[start of DATASET EXTRACT]

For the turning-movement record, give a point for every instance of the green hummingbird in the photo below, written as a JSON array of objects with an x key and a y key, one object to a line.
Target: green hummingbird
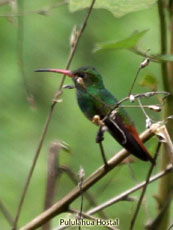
[{"x": 97, "y": 103}]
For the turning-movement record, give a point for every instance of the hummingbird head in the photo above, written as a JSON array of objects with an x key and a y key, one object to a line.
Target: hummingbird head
[{"x": 84, "y": 77}]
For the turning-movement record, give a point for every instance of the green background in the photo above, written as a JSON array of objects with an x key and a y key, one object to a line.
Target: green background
[{"x": 46, "y": 45}]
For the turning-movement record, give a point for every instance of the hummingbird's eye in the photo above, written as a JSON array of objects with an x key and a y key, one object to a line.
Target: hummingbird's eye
[{"x": 82, "y": 75}]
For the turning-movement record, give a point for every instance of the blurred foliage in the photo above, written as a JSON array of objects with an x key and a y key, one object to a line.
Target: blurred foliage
[
  {"x": 118, "y": 8},
  {"x": 45, "y": 45}
]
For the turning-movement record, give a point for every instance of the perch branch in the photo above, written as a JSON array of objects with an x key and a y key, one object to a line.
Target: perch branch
[
  {"x": 144, "y": 188},
  {"x": 125, "y": 194},
  {"x": 64, "y": 203}
]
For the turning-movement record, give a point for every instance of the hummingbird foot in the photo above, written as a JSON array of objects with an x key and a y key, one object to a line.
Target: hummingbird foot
[
  {"x": 69, "y": 87},
  {"x": 100, "y": 134}
]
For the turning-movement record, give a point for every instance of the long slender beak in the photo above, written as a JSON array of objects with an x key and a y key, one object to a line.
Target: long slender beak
[{"x": 62, "y": 71}]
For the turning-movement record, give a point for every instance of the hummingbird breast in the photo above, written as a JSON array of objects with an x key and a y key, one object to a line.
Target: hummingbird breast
[{"x": 93, "y": 103}]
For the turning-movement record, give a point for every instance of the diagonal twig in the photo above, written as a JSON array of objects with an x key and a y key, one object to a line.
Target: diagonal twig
[
  {"x": 125, "y": 194},
  {"x": 63, "y": 204},
  {"x": 54, "y": 102},
  {"x": 144, "y": 189},
  {"x": 6, "y": 213}
]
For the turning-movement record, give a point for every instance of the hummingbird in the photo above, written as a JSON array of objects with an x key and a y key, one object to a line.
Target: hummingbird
[{"x": 97, "y": 103}]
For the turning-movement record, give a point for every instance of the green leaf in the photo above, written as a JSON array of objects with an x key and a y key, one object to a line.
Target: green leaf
[
  {"x": 149, "y": 81},
  {"x": 118, "y": 8},
  {"x": 166, "y": 57},
  {"x": 127, "y": 43}
]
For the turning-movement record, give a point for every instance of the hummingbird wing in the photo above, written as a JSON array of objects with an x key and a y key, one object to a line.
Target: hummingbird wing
[
  {"x": 127, "y": 136},
  {"x": 122, "y": 128}
]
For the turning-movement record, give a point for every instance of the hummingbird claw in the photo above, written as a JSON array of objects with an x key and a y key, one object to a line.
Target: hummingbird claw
[{"x": 69, "y": 87}]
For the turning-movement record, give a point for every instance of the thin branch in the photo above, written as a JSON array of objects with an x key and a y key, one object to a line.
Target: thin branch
[
  {"x": 166, "y": 183},
  {"x": 52, "y": 176},
  {"x": 6, "y": 213},
  {"x": 54, "y": 102},
  {"x": 73, "y": 211},
  {"x": 64, "y": 203},
  {"x": 144, "y": 188},
  {"x": 20, "y": 47},
  {"x": 87, "y": 194},
  {"x": 156, "y": 222},
  {"x": 125, "y": 194}
]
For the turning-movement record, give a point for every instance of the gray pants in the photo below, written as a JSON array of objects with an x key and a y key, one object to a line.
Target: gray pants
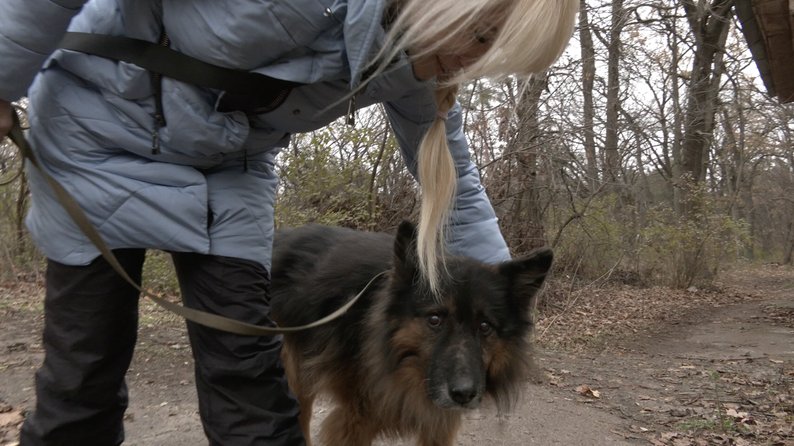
[{"x": 90, "y": 329}]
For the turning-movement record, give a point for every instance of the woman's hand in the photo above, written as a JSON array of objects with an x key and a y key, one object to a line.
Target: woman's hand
[{"x": 5, "y": 118}]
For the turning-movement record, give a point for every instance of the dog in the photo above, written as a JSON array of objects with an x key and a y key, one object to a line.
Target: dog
[{"x": 402, "y": 361}]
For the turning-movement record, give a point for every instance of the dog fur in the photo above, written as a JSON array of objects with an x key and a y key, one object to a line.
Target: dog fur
[{"x": 401, "y": 361}]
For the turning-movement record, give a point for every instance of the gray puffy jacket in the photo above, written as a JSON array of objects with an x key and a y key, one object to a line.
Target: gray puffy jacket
[{"x": 92, "y": 120}]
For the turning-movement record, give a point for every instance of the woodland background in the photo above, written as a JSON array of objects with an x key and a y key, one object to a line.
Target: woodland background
[{"x": 649, "y": 154}]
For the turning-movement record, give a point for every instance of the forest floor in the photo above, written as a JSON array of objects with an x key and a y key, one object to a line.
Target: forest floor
[{"x": 620, "y": 365}]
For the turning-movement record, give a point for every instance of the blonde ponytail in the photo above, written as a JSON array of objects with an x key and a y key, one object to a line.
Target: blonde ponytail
[{"x": 438, "y": 178}]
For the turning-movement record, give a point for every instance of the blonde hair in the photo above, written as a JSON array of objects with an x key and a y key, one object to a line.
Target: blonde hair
[{"x": 529, "y": 35}]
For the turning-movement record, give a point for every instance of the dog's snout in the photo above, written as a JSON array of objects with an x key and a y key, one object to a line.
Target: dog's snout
[{"x": 463, "y": 391}]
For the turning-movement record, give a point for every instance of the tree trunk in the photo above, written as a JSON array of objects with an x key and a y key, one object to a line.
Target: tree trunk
[
  {"x": 588, "y": 78},
  {"x": 611, "y": 156},
  {"x": 709, "y": 24}
]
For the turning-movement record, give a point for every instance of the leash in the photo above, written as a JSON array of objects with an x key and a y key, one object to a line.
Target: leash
[{"x": 200, "y": 317}]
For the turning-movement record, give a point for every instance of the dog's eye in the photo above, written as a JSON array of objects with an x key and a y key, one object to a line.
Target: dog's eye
[{"x": 434, "y": 320}]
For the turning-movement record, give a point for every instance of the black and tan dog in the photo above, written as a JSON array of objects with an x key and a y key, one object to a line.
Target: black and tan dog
[{"x": 401, "y": 362}]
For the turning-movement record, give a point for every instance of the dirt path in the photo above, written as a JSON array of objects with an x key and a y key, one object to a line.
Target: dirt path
[{"x": 711, "y": 367}]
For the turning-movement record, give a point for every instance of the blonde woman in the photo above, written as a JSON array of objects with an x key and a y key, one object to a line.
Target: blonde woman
[{"x": 168, "y": 163}]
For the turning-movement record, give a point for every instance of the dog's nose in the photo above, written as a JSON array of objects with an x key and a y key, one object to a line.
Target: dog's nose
[{"x": 462, "y": 393}]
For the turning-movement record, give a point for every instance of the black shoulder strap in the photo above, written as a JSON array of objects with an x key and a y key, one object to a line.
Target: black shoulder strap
[{"x": 257, "y": 88}]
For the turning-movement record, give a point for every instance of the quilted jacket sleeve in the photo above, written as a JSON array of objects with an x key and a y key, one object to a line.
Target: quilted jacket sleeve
[
  {"x": 474, "y": 229},
  {"x": 29, "y": 32}
]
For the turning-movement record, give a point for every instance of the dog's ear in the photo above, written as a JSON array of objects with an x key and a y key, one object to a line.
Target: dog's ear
[
  {"x": 405, "y": 250},
  {"x": 526, "y": 275}
]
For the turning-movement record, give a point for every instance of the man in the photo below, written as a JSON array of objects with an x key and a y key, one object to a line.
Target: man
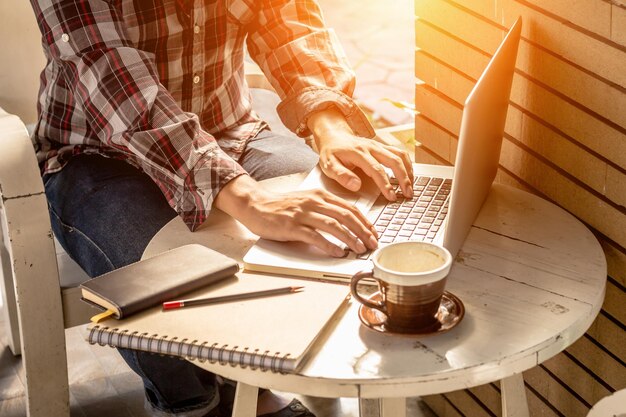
[{"x": 144, "y": 114}]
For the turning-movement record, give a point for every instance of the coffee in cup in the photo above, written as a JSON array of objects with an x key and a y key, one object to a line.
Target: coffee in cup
[{"x": 411, "y": 278}]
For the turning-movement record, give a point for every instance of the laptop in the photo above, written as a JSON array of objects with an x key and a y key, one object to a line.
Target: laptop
[{"x": 446, "y": 199}]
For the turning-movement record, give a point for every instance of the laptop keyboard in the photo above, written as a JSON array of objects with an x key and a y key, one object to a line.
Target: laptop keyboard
[{"x": 417, "y": 218}]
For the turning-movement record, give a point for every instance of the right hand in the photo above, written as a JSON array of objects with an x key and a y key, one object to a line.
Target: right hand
[{"x": 297, "y": 216}]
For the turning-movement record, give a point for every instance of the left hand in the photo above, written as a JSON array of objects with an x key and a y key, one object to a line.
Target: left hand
[{"x": 341, "y": 152}]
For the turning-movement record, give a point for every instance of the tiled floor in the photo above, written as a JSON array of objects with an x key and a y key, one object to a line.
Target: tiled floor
[{"x": 378, "y": 38}]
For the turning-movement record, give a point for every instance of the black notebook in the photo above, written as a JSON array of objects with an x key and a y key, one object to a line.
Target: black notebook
[
  {"x": 275, "y": 333},
  {"x": 149, "y": 282}
]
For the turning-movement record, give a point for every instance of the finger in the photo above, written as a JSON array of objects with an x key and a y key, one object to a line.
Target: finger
[
  {"x": 388, "y": 156},
  {"x": 361, "y": 220},
  {"x": 373, "y": 169},
  {"x": 307, "y": 235},
  {"x": 332, "y": 227},
  {"x": 406, "y": 160},
  {"x": 352, "y": 225},
  {"x": 333, "y": 168}
]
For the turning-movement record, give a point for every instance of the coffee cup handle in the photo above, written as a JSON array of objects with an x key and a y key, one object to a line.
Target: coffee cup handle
[{"x": 371, "y": 304}]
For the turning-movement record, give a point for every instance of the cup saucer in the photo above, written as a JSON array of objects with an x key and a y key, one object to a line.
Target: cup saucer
[{"x": 451, "y": 312}]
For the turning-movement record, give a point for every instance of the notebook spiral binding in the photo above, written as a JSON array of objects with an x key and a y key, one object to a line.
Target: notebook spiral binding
[{"x": 190, "y": 350}]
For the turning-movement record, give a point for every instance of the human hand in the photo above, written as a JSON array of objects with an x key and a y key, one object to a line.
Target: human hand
[
  {"x": 302, "y": 216},
  {"x": 341, "y": 152}
]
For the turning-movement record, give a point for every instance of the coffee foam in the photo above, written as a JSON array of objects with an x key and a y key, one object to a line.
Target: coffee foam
[{"x": 416, "y": 260}]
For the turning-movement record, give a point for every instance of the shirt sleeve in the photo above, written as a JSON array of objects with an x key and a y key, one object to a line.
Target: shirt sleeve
[
  {"x": 304, "y": 62},
  {"x": 118, "y": 89}
]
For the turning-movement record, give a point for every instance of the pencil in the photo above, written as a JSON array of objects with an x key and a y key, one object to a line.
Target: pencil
[{"x": 171, "y": 305}]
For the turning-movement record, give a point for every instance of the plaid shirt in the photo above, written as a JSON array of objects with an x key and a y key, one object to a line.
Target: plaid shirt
[{"x": 161, "y": 84}]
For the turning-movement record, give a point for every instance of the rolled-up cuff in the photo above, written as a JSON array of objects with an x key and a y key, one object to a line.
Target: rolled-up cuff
[{"x": 295, "y": 111}]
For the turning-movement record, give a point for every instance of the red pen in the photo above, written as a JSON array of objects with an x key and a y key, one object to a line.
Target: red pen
[{"x": 171, "y": 305}]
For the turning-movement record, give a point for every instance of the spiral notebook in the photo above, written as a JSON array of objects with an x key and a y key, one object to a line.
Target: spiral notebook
[{"x": 274, "y": 333}]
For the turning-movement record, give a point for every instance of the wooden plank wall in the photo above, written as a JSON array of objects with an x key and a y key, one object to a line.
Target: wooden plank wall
[{"x": 565, "y": 139}]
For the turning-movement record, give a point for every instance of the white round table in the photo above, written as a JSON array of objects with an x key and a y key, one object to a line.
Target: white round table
[{"x": 532, "y": 279}]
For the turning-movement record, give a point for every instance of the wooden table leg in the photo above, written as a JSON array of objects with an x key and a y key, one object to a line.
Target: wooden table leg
[
  {"x": 246, "y": 397},
  {"x": 393, "y": 407},
  {"x": 369, "y": 407},
  {"x": 514, "y": 403},
  {"x": 386, "y": 407}
]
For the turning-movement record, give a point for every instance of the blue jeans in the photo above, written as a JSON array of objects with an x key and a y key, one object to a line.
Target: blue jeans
[{"x": 104, "y": 212}]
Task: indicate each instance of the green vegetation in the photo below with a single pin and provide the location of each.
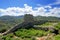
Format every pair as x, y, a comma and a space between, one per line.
58, 26
27, 34
57, 37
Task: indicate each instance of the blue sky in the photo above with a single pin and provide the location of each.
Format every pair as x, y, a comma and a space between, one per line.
20, 3
43, 6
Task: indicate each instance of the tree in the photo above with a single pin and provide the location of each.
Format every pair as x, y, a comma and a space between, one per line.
28, 18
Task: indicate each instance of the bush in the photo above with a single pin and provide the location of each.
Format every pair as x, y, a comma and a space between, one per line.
57, 37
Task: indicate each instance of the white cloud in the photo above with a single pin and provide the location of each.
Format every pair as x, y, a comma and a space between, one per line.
16, 11
55, 3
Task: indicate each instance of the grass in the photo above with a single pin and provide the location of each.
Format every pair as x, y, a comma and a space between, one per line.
47, 24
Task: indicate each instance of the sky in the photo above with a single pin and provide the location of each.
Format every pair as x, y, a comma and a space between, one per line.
34, 7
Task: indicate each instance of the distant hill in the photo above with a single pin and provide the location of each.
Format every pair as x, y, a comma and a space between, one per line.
6, 22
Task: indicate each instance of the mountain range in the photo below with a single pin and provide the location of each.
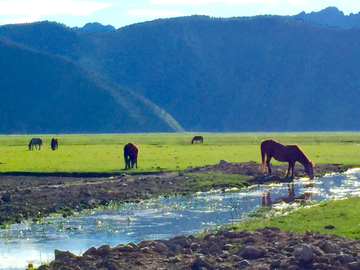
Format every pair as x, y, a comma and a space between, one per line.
197, 73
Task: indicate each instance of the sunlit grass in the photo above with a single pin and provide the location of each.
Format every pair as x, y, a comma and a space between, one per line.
166, 151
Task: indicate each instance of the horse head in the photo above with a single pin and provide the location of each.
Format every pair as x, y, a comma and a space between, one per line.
309, 170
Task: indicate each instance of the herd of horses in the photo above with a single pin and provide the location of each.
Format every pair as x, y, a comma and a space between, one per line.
269, 149
37, 143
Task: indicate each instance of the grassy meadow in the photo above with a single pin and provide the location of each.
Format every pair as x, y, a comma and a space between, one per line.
166, 151
343, 214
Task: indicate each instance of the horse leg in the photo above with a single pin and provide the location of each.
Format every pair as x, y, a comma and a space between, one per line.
268, 158
290, 168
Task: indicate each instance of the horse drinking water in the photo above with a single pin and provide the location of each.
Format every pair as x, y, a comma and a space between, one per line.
130, 155
35, 142
196, 139
285, 153
54, 144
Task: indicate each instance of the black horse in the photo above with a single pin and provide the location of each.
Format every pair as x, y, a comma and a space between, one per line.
35, 142
196, 139
54, 144
130, 155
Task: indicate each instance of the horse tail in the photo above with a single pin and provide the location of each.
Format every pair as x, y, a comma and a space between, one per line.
262, 158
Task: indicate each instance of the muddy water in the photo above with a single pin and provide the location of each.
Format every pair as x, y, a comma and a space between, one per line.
154, 219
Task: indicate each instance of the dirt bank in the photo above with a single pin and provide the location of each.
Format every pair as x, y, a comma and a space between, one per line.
37, 195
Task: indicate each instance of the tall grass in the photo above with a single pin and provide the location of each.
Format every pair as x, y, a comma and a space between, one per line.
166, 151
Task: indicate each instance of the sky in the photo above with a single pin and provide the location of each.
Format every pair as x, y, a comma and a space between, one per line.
120, 13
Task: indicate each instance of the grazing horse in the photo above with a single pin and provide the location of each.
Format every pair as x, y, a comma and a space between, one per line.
130, 155
196, 139
54, 144
285, 153
35, 142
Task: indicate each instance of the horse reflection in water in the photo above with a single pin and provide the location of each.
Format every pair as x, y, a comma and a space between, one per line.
35, 142
291, 197
196, 139
130, 155
285, 153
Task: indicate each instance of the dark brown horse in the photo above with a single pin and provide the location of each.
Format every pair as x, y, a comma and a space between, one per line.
35, 142
130, 155
54, 144
285, 153
196, 139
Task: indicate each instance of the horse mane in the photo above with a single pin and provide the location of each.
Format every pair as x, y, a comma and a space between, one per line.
302, 154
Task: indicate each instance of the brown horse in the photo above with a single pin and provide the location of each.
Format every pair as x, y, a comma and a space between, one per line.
130, 155
54, 144
285, 153
199, 139
35, 142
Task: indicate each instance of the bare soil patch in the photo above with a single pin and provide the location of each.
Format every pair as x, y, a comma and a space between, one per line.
37, 195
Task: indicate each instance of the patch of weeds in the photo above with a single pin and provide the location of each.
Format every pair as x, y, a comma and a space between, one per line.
218, 179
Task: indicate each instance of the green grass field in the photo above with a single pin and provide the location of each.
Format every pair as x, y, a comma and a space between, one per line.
166, 151
343, 214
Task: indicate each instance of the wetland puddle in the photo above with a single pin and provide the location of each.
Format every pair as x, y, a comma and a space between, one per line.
159, 218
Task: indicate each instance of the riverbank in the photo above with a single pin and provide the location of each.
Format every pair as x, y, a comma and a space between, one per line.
35, 196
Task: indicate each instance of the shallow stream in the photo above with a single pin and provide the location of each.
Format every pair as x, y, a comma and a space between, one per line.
159, 218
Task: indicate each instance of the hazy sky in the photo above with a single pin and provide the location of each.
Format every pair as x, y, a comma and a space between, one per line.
120, 13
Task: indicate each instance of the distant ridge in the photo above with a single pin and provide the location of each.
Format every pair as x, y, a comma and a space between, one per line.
331, 17
196, 73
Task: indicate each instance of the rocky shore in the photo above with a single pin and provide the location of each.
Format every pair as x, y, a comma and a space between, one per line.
29, 196
263, 249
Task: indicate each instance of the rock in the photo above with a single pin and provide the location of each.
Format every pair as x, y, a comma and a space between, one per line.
124, 248
6, 197
228, 246
104, 250
354, 265
145, 250
182, 241
345, 258
161, 248
200, 264
329, 247
214, 248
90, 251
251, 252
304, 253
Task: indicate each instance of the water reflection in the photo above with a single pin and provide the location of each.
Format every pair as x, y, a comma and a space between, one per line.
153, 219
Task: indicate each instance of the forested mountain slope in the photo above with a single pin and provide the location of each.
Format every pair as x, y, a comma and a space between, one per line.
41, 93
263, 73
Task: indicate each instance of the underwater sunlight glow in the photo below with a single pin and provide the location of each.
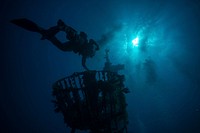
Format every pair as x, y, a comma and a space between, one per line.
135, 42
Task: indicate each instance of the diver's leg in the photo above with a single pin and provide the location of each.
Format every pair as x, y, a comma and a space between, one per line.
49, 33
62, 46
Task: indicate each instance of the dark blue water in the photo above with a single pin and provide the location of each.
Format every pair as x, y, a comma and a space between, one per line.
162, 72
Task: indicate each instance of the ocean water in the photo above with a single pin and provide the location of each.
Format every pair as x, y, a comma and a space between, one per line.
161, 71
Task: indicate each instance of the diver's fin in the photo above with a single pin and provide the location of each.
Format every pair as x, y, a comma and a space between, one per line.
27, 24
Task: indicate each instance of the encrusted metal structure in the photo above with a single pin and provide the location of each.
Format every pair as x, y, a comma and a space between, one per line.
92, 100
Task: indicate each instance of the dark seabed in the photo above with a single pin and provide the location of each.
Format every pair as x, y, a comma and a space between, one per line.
162, 72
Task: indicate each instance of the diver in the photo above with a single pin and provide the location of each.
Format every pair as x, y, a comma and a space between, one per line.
76, 42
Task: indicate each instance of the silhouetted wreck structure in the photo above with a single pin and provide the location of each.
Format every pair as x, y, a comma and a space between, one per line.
92, 100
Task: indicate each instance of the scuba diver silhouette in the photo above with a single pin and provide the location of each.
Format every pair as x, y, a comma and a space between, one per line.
76, 42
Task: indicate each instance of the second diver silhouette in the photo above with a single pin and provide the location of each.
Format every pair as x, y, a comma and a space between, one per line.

[end of DATASET EXTRACT]

Copy out exactly the lines between the line with "Task: indicate each instance of the silhouetted" and the last line of the entries, counting both of those lines.

Task: indicate each instance of the silhouetted wreck structure in the photo above with a single pin and provide the location of each.
Format every pair as x, y, a comma and a space between, one per line.
92, 100
Task: indicate each instance of the scuba diver silhouette in the photo above with a single pin and provide the location of each.
Format every pair as x, y, a comma and a space between, one per line.
76, 42
Task: indicate each instance of the second diver silhouette in the photo above with a single pin and provide the location of each.
Format every pair as x, y, a comma and a space between, one per line.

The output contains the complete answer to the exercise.